Texte d'étude |
------------------------------
Avec les Musiciens de l’Orchestre national du Capitole de Toulouse, ce seront deux dates pour le cycle des grands concerts symphoniques. Deux chefs bien connus à la Halle les dirigent, le vendredi 7 avril, Kasuki Yamada et le jeudi 13, Josep Pons.
Le 7, le concert débute avec le Concerto pour orchestre de Akira Miyoshi suivi de Jean Rondeau au clavecin interprétant le Concert champêtre de Francis Poulenc, (25’) et pour clore l’incontournable de Claude Debussy, La Mer, trois esquisses symphoniques. (21’)
Le 13, la pièce donnée en ouverture de concert est un Prélude de Die Gezeichneten ou les Marqués par le destin, créée en 1919 à Francfort, œuvre de l’autrichien Frank Schreker. Ce Prélude va marquer les oreilles.
------------------------------
Fiches présentées |
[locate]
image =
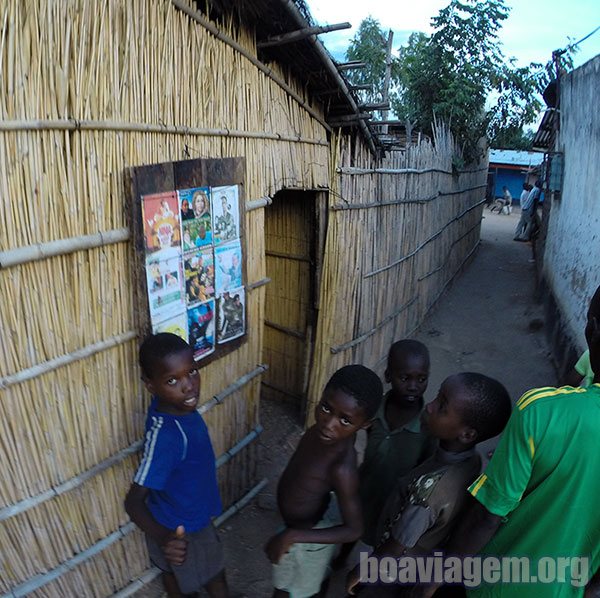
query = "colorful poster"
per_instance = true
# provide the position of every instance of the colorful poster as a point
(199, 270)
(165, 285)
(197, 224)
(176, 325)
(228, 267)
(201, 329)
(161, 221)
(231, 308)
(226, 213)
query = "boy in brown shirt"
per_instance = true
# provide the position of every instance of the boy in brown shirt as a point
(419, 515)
------------------------------
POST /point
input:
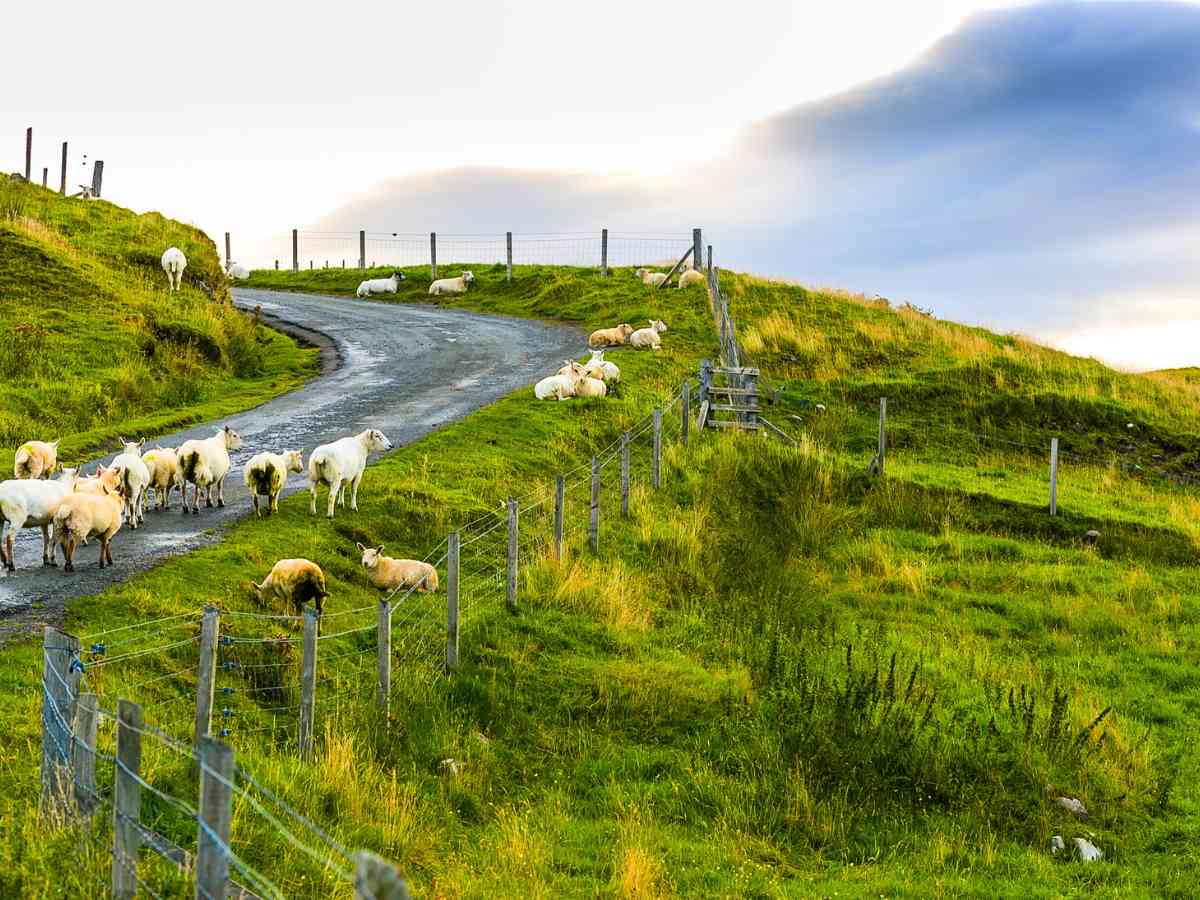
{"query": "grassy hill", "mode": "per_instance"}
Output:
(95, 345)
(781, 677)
------------------------------
Travail à réaliser |
**1.** D'après le texte sur les concerts de l'Orchestre national du Capitole, qui dirige le concert du jeudi 13 ?
**2.** Prolongez le texte sur les concerts de l'Orchestre national du Capitole à la suite de sa dernière phrase.
Les fiches ne sont d'aucune utilité pour ce travail.

Réponses successives |
**1.** Josep Pons.

**2.**
Suivra le cycle Sheherazade de Maurice Ravel interprété par la mezzo-soprano Marianne Crebassa. Pour clore, la Suite orchestrale de l’opéra Elektra de Richard Strauss, d’environ 34 minutes.
Akira Miyoshi : Concerto pour orchestre
Le compositeur japonais Akira Miyoshi est né à Suginami, Tokyo en 1933, et décédé en 2013. Il était un enfant prodige du piano. Il étudie la littérature française à l’ Université de Tokyo, puis étudie la composition avec Henri Challan et Raymond Gallois-Montbrun au Conservatoire de Paris de 1955 à 1957. Il fut très influencé par Henri Dutilleux Il retourne au Japon en 1957 et est diplômé de l’Université de Tokyo en 1960. En 1965, il est devenu professeur à la Toho Gakuen School of Music. Il compose en des domaines très divers environ cent cinquante œuvres dont ce Concerto pour orchestre en 1964. En 1996, Miyoshi est reçu Officier de l’Ordre des Arts et des Lettres du gouvernement français.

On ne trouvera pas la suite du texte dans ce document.